### Source material
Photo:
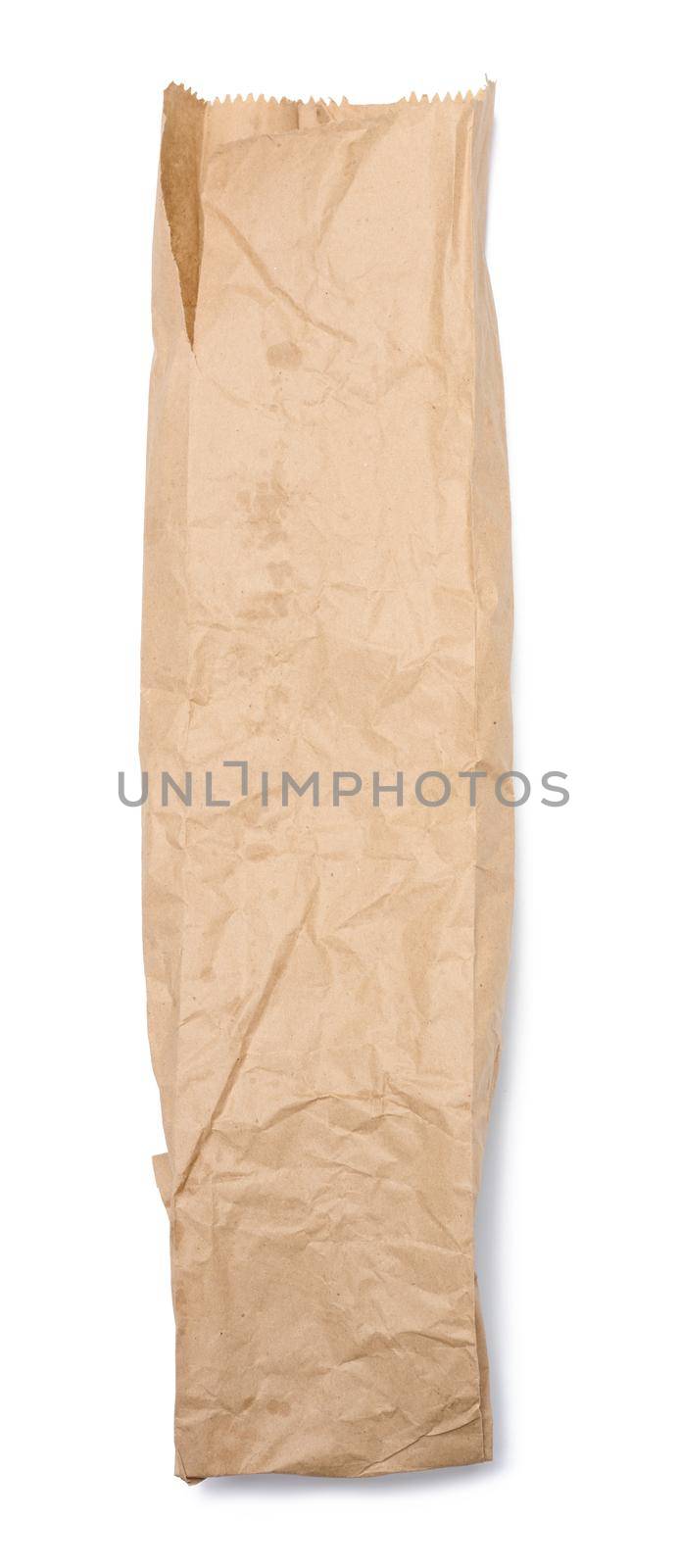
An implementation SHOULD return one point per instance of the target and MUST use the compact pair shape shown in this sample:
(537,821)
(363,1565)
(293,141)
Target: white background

### Brief
Repeat the listing word for word, and skip every picture it contains.

### The answer
Photo:
An implementation SHOULD return one point per instance of the target and MUST use the compact pair shape shown in this sample:
(537,821)
(363,1565)
(293,141)
Target: white background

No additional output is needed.